*** Data listing ***
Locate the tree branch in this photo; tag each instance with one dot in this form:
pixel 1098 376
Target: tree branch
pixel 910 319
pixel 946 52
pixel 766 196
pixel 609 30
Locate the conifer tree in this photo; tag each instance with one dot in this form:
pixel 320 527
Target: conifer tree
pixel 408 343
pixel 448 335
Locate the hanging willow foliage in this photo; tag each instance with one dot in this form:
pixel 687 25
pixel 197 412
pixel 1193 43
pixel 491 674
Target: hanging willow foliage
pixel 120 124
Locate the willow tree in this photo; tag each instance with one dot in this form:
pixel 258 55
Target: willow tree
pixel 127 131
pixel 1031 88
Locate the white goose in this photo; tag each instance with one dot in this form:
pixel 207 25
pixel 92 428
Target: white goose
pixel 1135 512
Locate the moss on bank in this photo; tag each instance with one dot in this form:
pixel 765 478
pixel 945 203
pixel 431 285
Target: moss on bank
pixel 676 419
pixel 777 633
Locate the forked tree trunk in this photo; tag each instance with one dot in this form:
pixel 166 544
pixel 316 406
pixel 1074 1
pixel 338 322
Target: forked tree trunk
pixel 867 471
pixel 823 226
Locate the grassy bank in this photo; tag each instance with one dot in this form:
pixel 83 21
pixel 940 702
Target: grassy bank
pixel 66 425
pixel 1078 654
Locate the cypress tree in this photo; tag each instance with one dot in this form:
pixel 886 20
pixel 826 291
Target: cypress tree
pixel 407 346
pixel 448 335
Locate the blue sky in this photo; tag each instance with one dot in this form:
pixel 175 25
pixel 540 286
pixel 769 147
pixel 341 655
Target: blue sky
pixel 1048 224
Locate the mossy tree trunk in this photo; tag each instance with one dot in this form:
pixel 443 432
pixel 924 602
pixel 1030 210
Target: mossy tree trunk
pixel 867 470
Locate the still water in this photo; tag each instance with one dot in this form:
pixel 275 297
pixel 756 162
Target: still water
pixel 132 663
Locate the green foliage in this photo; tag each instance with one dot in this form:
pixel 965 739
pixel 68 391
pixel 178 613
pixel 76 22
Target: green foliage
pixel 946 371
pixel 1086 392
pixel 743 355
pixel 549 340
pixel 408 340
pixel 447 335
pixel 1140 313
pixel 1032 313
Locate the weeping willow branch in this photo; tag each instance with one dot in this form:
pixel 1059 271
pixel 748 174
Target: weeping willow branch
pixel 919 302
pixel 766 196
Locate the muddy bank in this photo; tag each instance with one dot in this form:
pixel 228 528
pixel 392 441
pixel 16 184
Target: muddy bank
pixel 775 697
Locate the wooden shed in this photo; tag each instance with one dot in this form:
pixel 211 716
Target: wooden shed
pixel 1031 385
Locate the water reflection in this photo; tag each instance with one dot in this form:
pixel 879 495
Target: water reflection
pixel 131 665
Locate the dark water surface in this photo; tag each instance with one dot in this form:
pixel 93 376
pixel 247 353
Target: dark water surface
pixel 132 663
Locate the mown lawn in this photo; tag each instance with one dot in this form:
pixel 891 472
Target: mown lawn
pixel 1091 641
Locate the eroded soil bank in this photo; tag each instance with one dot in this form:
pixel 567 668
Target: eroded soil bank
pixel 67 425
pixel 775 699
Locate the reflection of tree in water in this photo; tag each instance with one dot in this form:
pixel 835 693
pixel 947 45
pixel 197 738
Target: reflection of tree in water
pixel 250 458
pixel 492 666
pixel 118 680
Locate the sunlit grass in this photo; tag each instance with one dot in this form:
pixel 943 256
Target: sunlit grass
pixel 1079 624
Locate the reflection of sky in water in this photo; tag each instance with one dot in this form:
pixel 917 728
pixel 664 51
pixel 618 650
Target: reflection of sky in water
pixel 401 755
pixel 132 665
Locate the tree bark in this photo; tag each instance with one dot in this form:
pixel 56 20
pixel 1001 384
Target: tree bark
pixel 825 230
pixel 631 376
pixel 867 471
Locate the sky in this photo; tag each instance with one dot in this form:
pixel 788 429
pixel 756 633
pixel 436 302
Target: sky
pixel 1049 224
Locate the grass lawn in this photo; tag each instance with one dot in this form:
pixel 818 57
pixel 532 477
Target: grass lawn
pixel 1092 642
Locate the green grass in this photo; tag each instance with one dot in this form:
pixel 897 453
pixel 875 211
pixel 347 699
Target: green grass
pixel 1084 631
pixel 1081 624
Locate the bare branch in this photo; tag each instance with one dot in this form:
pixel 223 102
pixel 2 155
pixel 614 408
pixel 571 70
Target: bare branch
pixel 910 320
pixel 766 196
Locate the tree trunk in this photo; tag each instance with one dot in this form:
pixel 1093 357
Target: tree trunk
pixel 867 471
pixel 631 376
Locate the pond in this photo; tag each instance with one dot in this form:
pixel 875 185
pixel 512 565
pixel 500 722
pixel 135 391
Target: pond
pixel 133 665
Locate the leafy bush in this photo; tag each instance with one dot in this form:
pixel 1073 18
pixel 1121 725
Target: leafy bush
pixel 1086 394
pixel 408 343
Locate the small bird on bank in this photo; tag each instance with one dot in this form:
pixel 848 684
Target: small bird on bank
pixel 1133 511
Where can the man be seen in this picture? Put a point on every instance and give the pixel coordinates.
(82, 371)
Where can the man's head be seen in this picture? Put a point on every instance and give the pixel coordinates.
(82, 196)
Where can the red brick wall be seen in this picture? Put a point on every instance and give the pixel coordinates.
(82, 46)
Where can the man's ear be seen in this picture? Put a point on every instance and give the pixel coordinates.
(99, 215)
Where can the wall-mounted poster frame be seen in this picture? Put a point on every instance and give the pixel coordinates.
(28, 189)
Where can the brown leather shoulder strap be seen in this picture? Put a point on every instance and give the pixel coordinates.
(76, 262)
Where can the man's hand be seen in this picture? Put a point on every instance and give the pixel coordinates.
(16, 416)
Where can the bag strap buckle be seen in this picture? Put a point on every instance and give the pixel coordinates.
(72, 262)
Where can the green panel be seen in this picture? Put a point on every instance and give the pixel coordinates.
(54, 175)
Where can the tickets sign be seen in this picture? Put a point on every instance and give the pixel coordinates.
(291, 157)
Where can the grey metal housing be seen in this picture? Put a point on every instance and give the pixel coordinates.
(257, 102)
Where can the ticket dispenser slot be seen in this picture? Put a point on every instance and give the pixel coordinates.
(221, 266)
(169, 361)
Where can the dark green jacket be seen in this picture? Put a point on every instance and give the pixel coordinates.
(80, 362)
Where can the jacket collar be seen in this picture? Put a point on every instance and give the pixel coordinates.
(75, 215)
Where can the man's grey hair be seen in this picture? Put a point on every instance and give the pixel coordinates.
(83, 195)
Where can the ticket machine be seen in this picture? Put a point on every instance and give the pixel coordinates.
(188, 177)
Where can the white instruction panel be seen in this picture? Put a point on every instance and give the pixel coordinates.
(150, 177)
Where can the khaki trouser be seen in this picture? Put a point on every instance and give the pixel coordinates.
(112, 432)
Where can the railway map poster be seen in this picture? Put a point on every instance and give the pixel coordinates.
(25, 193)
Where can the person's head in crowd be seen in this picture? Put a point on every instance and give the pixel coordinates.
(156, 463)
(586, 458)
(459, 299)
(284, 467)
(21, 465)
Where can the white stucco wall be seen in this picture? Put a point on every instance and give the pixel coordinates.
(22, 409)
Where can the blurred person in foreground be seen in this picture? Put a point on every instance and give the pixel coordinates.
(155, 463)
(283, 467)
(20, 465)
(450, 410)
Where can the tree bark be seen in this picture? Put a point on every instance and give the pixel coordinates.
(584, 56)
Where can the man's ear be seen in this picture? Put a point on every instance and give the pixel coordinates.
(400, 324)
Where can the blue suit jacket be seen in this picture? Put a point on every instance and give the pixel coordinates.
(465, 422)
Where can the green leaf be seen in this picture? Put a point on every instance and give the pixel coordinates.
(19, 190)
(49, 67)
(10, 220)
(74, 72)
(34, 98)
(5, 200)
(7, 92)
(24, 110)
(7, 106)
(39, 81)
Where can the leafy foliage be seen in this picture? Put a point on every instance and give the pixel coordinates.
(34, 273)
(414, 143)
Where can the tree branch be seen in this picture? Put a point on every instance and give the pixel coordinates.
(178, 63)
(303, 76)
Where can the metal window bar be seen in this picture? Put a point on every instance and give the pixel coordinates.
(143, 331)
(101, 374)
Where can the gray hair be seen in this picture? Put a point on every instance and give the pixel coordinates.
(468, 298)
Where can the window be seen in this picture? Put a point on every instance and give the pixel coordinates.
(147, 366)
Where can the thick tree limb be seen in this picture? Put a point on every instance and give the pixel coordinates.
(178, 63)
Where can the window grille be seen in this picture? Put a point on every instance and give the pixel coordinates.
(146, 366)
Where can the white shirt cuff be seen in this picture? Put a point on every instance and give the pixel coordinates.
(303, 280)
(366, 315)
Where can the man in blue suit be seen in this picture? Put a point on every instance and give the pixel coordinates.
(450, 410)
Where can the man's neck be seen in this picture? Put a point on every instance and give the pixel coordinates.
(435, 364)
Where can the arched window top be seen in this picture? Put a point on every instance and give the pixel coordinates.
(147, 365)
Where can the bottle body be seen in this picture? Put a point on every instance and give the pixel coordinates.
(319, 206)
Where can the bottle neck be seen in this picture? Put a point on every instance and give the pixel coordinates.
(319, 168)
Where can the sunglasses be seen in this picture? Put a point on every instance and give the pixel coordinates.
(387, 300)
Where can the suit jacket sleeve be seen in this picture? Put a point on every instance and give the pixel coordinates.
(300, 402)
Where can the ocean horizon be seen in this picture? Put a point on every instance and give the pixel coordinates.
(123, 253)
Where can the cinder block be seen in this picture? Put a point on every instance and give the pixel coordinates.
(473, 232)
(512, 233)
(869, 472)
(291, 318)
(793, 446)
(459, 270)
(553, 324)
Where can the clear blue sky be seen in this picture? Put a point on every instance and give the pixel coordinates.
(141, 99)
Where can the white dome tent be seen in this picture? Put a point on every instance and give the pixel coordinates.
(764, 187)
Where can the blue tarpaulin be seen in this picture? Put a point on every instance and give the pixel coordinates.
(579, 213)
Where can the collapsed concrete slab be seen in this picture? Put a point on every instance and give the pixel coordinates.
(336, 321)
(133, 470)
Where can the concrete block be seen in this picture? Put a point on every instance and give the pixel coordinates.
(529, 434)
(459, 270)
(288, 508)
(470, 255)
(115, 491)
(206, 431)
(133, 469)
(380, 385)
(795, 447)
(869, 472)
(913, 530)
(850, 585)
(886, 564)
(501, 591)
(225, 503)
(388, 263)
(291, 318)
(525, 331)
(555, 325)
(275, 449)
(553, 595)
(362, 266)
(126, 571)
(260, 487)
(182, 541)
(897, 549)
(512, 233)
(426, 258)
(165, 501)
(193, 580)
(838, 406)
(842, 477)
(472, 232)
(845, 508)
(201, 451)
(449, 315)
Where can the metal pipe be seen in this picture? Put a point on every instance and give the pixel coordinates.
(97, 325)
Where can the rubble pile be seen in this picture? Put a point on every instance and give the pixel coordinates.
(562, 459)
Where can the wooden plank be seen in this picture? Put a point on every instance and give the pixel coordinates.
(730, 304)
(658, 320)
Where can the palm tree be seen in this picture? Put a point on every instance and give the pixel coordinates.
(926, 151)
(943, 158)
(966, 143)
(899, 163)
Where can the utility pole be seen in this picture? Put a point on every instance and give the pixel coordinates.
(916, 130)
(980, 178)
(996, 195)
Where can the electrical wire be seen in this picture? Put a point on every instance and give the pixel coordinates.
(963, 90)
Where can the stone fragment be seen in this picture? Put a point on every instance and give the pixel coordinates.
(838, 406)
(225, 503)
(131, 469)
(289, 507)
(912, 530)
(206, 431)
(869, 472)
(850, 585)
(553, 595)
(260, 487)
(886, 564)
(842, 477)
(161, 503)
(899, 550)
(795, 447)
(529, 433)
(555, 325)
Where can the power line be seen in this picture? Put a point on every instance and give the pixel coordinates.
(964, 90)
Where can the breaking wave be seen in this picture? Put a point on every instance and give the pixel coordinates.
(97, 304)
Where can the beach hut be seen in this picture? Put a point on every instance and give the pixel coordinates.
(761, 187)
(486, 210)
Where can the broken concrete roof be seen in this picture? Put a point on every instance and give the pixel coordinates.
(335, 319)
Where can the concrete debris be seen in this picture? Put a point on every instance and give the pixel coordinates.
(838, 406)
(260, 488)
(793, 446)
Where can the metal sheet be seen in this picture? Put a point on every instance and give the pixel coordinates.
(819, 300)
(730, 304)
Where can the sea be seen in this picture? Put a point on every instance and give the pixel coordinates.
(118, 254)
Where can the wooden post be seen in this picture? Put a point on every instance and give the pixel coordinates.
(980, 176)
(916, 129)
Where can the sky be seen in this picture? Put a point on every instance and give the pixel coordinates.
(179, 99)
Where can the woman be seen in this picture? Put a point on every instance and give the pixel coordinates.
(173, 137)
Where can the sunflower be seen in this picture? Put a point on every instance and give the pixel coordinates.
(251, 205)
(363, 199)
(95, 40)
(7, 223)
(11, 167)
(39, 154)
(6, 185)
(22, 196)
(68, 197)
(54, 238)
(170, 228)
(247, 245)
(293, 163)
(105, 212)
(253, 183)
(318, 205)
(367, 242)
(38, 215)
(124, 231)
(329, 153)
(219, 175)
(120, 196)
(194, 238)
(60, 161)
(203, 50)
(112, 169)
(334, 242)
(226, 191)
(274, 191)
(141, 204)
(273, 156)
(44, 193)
*** End of Data listing ***
- [Problem]
If a line falls between the first line of the entries and the line containing "pixel 431 285", or is one of those two, restate it word for word; leave all other lines out.

- [Task output]
Locate the tree branch in this photo; tag each instance with one dot in this form:
pixel 1098 376
Target: tree branch
pixel 910 319
pixel 946 52
pixel 766 196
pixel 609 30
Locate the conifer tree in this photo; tag each instance with one dot in this form:
pixel 320 527
Target: conifer tree
pixel 408 343
pixel 448 335
Locate the hanging willow foliage in this photo; tag each instance with one dot in this form:
pixel 687 25
pixel 197 412
pixel 1193 43
pixel 491 674
Target: hanging willow foliage
pixel 120 124
Locate the willow tree in this photo; tag each instance with one dot in this form:
pixel 258 55
Target: willow tree
pixel 127 131
pixel 1031 88
Locate the white goose in this photo; tag each instance with one dot in this form:
pixel 207 25
pixel 92 428
Target: white goose
pixel 1135 512
Locate the moss on bank in this photo; tag each instance with one dot in this form:
pixel 765 478
pixel 945 203
pixel 431 285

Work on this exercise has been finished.